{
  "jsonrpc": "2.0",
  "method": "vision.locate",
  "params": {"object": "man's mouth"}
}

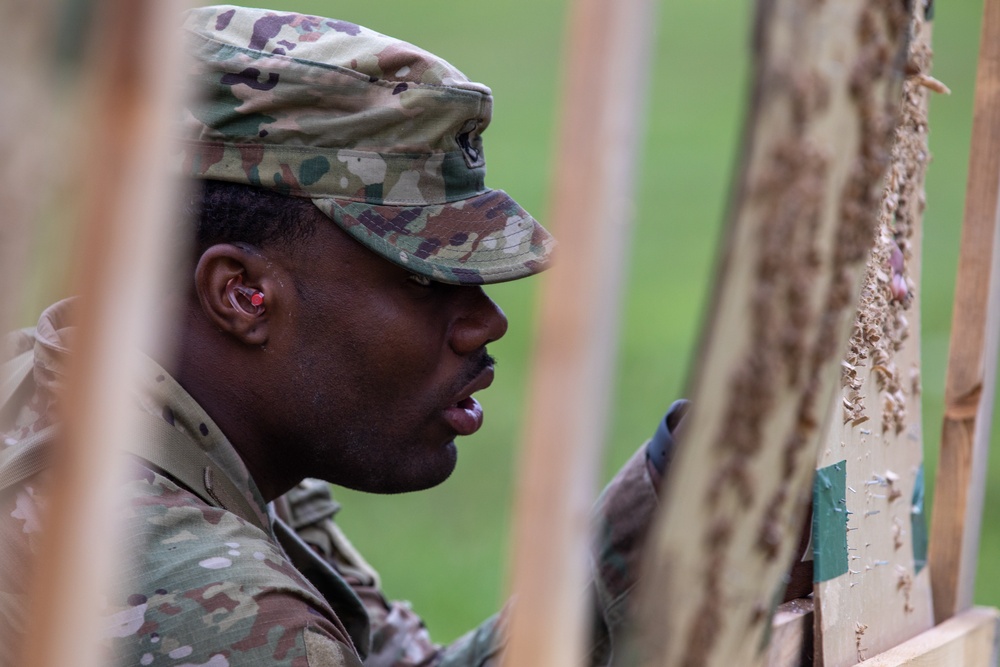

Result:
[443,366,493,435]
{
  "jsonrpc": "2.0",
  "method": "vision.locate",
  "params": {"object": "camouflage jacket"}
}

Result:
[0,302,656,667]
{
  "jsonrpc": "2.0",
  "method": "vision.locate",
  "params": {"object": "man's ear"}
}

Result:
[194,243,279,345]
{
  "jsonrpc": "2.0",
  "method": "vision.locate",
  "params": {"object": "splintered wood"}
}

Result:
[930,0,1000,623]
[620,0,909,667]
[813,3,941,667]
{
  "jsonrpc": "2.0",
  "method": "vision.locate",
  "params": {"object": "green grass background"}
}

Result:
[23,0,1000,641]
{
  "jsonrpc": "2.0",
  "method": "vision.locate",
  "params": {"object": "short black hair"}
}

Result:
[186,180,323,256]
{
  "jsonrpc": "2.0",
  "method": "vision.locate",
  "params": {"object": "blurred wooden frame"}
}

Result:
[3,0,193,667]
[3,0,1000,667]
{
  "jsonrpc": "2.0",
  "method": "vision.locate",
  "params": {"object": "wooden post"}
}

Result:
[930,0,1000,623]
[504,0,655,667]
[856,607,1000,667]
[17,0,191,667]
[619,0,909,667]
[0,0,55,340]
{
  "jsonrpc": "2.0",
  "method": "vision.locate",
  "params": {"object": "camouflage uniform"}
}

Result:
[0,302,656,667]
[0,7,668,667]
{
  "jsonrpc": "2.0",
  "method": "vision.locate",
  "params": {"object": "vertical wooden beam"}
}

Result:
[813,2,941,667]
[619,0,909,667]
[930,0,1000,623]
[17,0,191,667]
[504,0,655,667]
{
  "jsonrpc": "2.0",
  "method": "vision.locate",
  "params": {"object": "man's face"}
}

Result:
[265,221,507,493]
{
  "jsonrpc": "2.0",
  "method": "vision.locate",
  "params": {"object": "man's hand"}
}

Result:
[646,398,690,486]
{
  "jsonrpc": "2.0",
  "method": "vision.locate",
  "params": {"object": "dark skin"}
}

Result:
[175,218,507,501]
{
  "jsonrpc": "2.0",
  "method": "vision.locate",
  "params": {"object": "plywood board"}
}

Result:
[813,3,933,667]
[619,0,909,667]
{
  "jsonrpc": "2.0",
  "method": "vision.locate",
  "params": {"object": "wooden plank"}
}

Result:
[930,0,1000,623]
[16,0,192,667]
[857,607,1000,667]
[621,0,908,667]
[813,3,934,667]
[504,0,655,667]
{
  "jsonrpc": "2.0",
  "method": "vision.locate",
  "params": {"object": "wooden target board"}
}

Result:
[617,0,909,667]
[812,3,943,667]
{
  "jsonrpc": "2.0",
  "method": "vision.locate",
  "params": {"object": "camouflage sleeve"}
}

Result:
[279,448,657,667]
[590,446,659,666]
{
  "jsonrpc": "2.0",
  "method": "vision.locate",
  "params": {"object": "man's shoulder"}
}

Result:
[107,466,360,667]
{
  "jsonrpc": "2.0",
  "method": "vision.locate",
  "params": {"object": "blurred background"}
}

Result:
[18,0,1000,642]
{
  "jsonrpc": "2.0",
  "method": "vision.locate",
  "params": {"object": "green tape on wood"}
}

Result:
[812,460,847,583]
[910,463,927,574]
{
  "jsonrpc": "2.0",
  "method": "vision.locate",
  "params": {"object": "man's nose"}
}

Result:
[451,287,507,355]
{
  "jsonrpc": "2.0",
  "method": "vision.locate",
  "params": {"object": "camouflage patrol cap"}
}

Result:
[178,6,555,284]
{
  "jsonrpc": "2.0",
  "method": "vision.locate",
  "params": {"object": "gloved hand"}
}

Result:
[646,398,691,477]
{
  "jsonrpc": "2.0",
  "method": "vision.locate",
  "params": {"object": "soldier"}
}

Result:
[0,7,682,667]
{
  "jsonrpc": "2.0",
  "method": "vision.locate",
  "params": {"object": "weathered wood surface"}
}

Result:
[813,9,934,667]
[857,607,1000,667]
[754,598,815,667]
[620,0,908,667]
[504,0,655,667]
[930,0,1000,623]
[22,0,191,667]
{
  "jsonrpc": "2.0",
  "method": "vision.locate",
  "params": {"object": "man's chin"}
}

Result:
[341,440,458,495]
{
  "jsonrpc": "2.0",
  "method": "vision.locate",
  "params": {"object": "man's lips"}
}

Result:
[443,366,493,435]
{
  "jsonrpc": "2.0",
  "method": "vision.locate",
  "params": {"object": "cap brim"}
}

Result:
[313,190,555,285]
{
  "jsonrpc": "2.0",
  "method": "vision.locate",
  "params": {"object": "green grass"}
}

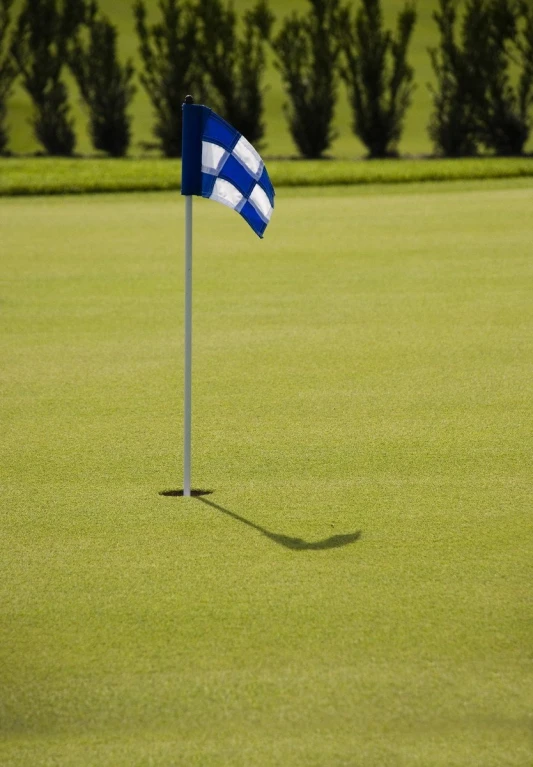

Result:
[0,157,533,196]
[0,180,533,767]
[5,0,533,159]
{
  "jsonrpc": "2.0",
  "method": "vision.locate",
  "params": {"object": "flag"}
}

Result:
[181,97,274,237]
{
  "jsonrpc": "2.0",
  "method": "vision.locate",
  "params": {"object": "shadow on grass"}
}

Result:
[198,496,361,551]
[159,490,361,551]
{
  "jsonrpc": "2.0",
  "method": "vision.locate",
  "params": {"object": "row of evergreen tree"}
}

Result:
[0,0,533,158]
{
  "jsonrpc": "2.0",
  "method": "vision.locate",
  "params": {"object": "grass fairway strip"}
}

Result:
[0,157,533,196]
[0,181,533,767]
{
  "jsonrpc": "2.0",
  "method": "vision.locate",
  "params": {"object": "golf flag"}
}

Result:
[181,99,274,237]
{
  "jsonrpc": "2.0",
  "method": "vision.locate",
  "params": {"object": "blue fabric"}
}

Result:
[181,104,275,237]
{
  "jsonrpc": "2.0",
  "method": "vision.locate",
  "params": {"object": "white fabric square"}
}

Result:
[210,178,244,210]
[202,141,229,176]
[250,184,272,222]
[232,136,263,179]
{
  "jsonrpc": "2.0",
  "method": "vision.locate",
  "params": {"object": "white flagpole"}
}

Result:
[183,194,192,496]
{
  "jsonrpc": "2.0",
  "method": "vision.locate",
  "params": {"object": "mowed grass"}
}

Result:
[0,180,533,767]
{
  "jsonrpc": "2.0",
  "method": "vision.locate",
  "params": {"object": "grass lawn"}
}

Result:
[0,180,533,767]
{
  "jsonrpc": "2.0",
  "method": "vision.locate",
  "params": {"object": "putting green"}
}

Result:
[0,180,533,767]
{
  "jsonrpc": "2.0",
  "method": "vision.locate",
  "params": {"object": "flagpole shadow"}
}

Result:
[196,495,361,551]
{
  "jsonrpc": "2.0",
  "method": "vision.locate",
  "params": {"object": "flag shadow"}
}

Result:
[196,494,361,551]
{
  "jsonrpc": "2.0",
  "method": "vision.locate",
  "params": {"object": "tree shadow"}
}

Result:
[196,493,361,551]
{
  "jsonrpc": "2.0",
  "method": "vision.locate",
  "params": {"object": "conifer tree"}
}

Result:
[341,0,416,157]
[11,0,84,155]
[69,0,135,157]
[0,0,17,154]
[197,0,274,147]
[273,0,343,158]
[134,0,203,157]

━━━━━━━━━━━━━━━━

#### Tarea
Busca en las filas de arriba cada línea que contenga la cadena "blurred" y cópiala. Se distinguen mayúsculas y minúsculas.

#### Solución
  "params": {"object": "blurred wooden frame"}
  "params": {"object": "blurred background"}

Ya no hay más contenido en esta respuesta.